Challenge —
Pull out each line of the records that contains the word "rings". The match is case-sensitive.

▬▬▬▬▬▬▬▬▬▬

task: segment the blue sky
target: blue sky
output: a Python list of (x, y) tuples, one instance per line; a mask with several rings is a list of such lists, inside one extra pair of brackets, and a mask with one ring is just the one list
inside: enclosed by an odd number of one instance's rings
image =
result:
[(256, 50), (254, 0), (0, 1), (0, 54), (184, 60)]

▬▬▬▬▬▬▬▬▬▬

Final result —
output: a Python list of (x, y) tuples, one instance per line; a mask with several rings is a list of such lists, inside one extra pair of brackets, and a mask with one ring is just the one list
inside: enclosed by an odd number of one instance's rings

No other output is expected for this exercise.